> [TASK TO CARRY OUT]: Reproduce all entries verbatim, with nothing added or dropped.

**** INPUT

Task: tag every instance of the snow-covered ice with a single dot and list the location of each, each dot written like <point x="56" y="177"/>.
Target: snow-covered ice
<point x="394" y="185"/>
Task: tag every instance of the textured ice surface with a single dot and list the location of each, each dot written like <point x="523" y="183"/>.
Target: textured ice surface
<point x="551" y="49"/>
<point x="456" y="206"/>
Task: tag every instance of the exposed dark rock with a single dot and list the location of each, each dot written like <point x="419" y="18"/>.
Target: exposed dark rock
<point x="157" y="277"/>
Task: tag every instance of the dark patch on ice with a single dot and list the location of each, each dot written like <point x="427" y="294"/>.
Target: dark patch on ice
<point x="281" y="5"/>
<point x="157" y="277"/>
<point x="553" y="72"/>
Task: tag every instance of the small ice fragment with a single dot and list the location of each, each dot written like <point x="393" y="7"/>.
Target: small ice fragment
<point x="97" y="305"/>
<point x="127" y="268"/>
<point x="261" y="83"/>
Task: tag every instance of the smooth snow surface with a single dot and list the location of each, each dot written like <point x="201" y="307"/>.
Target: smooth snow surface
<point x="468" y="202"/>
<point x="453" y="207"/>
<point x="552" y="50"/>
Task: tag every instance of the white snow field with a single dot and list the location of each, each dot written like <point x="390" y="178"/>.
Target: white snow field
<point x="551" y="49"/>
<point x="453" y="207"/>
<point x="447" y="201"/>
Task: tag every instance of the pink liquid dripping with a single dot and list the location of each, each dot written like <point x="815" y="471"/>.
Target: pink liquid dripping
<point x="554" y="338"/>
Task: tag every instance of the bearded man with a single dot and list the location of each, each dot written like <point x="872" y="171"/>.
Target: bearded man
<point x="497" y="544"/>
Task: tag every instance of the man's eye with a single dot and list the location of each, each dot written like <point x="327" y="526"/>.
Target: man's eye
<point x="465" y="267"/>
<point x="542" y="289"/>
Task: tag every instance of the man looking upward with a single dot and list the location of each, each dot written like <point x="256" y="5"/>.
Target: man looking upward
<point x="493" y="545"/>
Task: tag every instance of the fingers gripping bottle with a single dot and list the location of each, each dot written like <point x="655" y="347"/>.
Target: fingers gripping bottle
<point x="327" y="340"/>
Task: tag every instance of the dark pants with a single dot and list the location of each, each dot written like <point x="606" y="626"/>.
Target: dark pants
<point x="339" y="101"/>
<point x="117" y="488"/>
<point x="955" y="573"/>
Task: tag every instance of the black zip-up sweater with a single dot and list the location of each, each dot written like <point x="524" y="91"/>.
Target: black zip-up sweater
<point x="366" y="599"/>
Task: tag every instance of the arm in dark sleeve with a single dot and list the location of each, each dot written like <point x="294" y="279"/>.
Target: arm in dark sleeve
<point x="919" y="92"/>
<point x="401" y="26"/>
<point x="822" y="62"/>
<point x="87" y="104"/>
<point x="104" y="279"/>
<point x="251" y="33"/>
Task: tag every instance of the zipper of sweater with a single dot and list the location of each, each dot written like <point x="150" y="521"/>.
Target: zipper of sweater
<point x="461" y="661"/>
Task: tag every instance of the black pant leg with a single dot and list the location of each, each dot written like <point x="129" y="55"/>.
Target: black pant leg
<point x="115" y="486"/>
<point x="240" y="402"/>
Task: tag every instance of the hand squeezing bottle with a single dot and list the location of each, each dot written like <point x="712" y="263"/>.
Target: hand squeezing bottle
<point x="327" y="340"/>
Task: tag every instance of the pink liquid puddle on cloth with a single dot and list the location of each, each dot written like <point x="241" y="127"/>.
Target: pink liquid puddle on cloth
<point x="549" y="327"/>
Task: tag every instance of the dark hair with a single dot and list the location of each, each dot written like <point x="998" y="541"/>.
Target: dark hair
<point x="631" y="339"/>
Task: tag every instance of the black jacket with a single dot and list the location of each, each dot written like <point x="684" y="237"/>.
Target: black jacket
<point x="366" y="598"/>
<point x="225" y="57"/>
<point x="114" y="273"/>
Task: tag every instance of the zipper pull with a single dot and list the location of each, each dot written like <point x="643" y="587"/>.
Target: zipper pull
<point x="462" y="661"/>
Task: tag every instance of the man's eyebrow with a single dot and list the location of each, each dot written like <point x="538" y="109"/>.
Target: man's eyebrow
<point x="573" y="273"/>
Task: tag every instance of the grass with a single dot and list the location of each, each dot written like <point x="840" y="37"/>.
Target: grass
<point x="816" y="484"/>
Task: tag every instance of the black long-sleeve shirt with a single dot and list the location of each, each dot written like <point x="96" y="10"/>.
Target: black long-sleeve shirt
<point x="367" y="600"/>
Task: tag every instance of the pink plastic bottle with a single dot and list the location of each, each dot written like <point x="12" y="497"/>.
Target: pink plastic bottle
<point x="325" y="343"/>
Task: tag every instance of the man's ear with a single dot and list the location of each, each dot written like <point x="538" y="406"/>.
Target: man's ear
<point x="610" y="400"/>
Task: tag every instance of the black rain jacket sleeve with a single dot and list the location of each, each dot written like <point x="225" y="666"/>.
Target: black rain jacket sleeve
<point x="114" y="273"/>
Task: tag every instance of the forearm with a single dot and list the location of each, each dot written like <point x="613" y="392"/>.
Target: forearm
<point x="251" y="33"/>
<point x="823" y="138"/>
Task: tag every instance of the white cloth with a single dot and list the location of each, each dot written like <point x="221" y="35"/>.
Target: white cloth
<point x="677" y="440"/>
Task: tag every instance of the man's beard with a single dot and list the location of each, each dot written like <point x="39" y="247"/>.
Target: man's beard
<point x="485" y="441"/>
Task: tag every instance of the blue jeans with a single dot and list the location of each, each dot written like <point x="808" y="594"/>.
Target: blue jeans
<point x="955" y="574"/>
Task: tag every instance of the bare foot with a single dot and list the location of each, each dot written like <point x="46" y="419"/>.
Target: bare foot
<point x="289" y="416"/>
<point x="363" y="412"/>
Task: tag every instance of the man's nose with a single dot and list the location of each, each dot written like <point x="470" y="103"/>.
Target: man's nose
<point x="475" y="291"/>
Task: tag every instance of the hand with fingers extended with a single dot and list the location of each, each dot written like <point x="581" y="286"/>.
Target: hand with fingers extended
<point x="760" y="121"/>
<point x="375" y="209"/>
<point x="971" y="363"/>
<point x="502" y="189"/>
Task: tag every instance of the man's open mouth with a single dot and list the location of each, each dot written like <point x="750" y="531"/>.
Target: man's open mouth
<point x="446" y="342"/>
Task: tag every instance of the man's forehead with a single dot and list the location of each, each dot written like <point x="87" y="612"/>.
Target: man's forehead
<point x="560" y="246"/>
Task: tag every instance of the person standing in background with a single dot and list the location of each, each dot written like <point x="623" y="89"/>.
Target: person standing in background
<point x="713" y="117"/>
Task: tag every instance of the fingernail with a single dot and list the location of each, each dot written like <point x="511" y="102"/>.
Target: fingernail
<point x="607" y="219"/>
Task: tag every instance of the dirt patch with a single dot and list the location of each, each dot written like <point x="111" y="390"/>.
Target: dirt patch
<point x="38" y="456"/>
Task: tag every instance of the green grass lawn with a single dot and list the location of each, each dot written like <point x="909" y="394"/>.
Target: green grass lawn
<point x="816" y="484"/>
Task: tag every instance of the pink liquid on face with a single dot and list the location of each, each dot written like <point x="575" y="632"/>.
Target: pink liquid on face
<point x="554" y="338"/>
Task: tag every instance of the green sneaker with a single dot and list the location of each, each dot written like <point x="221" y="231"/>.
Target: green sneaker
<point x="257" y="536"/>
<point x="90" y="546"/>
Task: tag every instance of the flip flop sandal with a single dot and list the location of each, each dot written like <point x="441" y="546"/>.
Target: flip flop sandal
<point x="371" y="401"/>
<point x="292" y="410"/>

********

> [EXPECTED OUTPUT]:
Task: tag every instance of the snow-covered ice with a single dot and list the location of each, each dot written like <point x="56" y="177"/>.
Target: snow-covered ice
<point x="394" y="185"/>
Task: tag every instance of the textured ice surface with a single dot and list the location of each, each dot written like <point x="523" y="183"/>.
Target: textured ice surface
<point x="551" y="49"/>
<point x="456" y="206"/>
Task: tag every instance of the exposed dark rock with a single dot and list the location of each, each dot written like <point x="419" y="18"/>.
Target: exposed dark rock
<point x="157" y="277"/>
Task: tag every instance of the dark patch on ice with a single dot and list the location of each, each dot written like <point x="427" y="294"/>.
Target: dark patch on ice
<point x="281" y="5"/>
<point x="157" y="277"/>
<point x="553" y="72"/>
Task: tag every instance of the small ice fragment with a single dot and list the location of each, each dot written like <point x="393" y="7"/>.
Target: small ice fragment
<point x="97" y="305"/>
<point x="127" y="268"/>
<point x="261" y="83"/>
Task: tag every instance of the smooth snow surface with a single dot and list the location of each, each dot written like <point x="201" y="307"/>.
Target: smooth snow surface
<point x="468" y="202"/>
<point x="453" y="207"/>
<point x="552" y="50"/>
Task: tag every instance of the white snow field with a single dot and list the location of each, each dot written like <point x="390" y="178"/>.
Target: white snow field
<point x="551" y="49"/>
<point x="453" y="207"/>
<point x="447" y="201"/>
Task: tag every instance of the pink liquid dripping with a single dot and list the location of each, each dot written like <point x="815" y="471"/>.
Target: pink liquid dripping
<point x="554" y="338"/>
Task: tag every instance of the bearded man with a single dot and list the location of each, each dot written like <point x="872" y="171"/>.
Target: bearded man
<point x="497" y="544"/>
Task: tag every instance of the man's eye with a single dot and list the location of each, each dot written like <point x="327" y="526"/>.
Target: man's eye
<point x="465" y="267"/>
<point x="542" y="289"/>
Task: tag every instance of the man looking upward with a single dot and list the location of each, each dot written like <point x="256" y="5"/>.
Target: man looking upward
<point x="493" y="545"/>
Task: tag every instance of the fingers gripping bottle with a single dot and list the location of each, each dot written like <point x="655" y="347"/>.
Target: fingers gripping bottle
<point x="327" y="340"/>
Task: tag every instance of the dark pants with a single dot and list the location of each, each dot written like <point x="606" y="626"/>.
Target: dark pants
<point x="339" y="101"/>
<point x="117" y="488"/>
<point x="955" y="573"/>
Task: tag every instance of the black zip-up sweater with a single dot and list the location of each, each dot written like <point x="524" y="91"/>.
Target: black zip-up sweater
<point x="366" y="599"/>
Task: tag every instance of the arm in dark sleeve with a single dot and list the location of each, each dot written like <point x="294" y="279"/>.
Target: arm in dark sleeve
<point x="919" y="92"/>
<point x="401" y="26"/>
<point x="822" y="62"/>
<point x="87" y="104"/>
<point x="104" y="279"/>
<point x="251" y="33"/>
Task: tag every instance of the zipper of sweater with a single dot and list the location of each, each dot written like <point x="150" y="521"/>.
Target: zipper of sweater
<point x="461" y="661"/>
Task: tag every instance of the black pant leg with a single dot and list the location of each, each dot written like <point x="129" y="55"/>.
Target: black pant leg
<point x="115" y="486"/>
<point x="240" y="402"/>
Task: tag every instance of the hand squeezing bottle with a single dot and list the location of each, each dot written like <point x="712" y="263"/>.
Target: hand squeezing bottle
<point x="327" y="340"/>
Task: tag every instance of the pink liquid puddle on cloth with a single dot and list the location of each, each dot written like <point x="241" y="127"/>.
Target: pink liquid puddle on cloth
<point x="549" y="327"/>
Task: tag every instance of the dark hair with a single dot and list the location of each, each dot written like <point x="998" y="541"/>.
Target: dark hair
<point x="631" y="339"/>
Task: tag every instance of the black jacket with a single dot and list the location of each, each dot written like <point x="684" y="237"/>.
Target: black jacket
<point x="366" y="598"/>
<point x="225" y="57"/>
<point x="114" y="273"/>
Task: tag every instance of the zipper pull with a single dot and list the location of each, each dot written like <point x="643" y="587"/>.
Target: zipper pull
<point x="462" y="661"/>
Task: tag every instance of the man's eyebrow with a single dot and list the location of each, each dot written like <point x="538" y="109"/>.
Target: man's eyebrow
<point x="573" y="273"/>
Task: tag every instance of the grass with a single dot and list the location of each, each dot written like <point x="840" y="37"/>.
Target: grass
<point x="816" y="484"/>
Task: tag every instance of the black long-sleeve shirt with a single dot and list the location of each, each dot written like <point x="96" y="10"/>.
Target: black long-sleeve shirt
<point x="367" y="600"/>
Task: tag every instance of the pink plastic bottle with a single dot and list the location of each, each dot written like <point x="12" y="497"/>.
Target: pink plastic bottle
<point x="325" y="343"/>
Task: tag every instance of the man's ear with a single dot and list the location of each, each dot written like <point x="538" y="406"/>.
Target: man's ear
<point x="610" y="400"/>
Task: tag every instance of the black rain jacket sleeve with a single dot and list the location of each, each dot written like <point x="225" y="666"/>.
Target: black rain jacket sleeve
<point x="114" y="273"/>
Task: tag every instance of the forearm with a single dot and list the location of each, each dot written like <point x="613" y="392"/>.
Target: forearm
<point x="251" y="33"/>
<point x="823" y="138"/>
Task: tag every instance of the white cloth with a single dot and list the location of each, each dot written like <point x="221" y="35"/>.
Target: white cloth
<point x="677" y="440"/>
Task: tag every instance of the man's beard with a single dot and list the location of each, each dot written like <point x="39" y="247"/>.
Target: man's beard
<point x="485" y="441"/>
Task: tag every instance of the blue jeans with a single dot and list the location of each, each dot written like <point x="808" y="594"/>.
Target: blue jeans
<point x="955" y="574"/>
Task: tag every instance of the bare foot with a single dot and list the location of each, each dot written like <point x="46" y="419"/>.
Target: bare foot
<point x="289" y="416"/>
<point x="363" y="412"/>
Task: tag every instance of the man's nose with a single dot and list the location of each, each dot written like <point x="470" y="103"/>.
Target: man's nose
<point x="475" y="291"/>
Task: tag every instance of the hand with fingers extended with a single dot and list the location of each, each dot written like <point x="581" y="286"/>.
Target: hand with fingers extended
<point x="760" y="121"/>
<point x="375" y="209"/>
<point x="971" y="363"/>
<point x="502" y="189"/>
Task: tag every instance of the man's open mouth with a single dot and list the location of each, each dot written like <point x="750" y="531"/>.
Target: man's open mouth
<point x="446" y="342"/>
Task: tag every instance of the man's forehead with a single dot and list the location of each, each dot written like <point x="87" y="612"/>.
Target: man's forehead
<point x="560" y="246"/>
Task: tag every instance of the person standing in background with a single dot and list the location of each, each dot written like <point x="623" y="89"/>.
Target: person standing in background
<point x="713" y="117"/>
Task: tag every instance of the fingernail with a single dot and list the location of each, each dot written like <point x="511" y="102"/>.
Target: fingernail
<point x="607" y="219"/>
Task: tag every instance of the dirt patch with a single dot and list the location of each, each dot written like <point x="111" y="390"/>.
Target: dirt patch
<point x="38" y="456"/>
Task: tag every instance of the green grass lawn with a single dot and list the location of each, each dot written like <point x="909" y="394"/>.
Target: green grass lawn
<point x="816" y="484"/>
Task: tag every instance of the pink liquid on face with a single dot and list the location of each, each dot written like <point x="575" y="632"/>.
Target: pink liquid on face
<point x="554" y="338"/>
Task: tag every instance of the green sneaker with a single dot and list the location of each, each dot written like <point x="221" y="231"/>.
Target: green sneaker
<point x="257" y="536"/>
<point x="90" y="546"/>
Task: tag every instance of the flip flop sandal with a single dot and list the location of each, each dot written like <point x="441" y="546"/>.
Target: flip flop sandal
<point x="371" y="401"/>
<point x="292" y="410"/>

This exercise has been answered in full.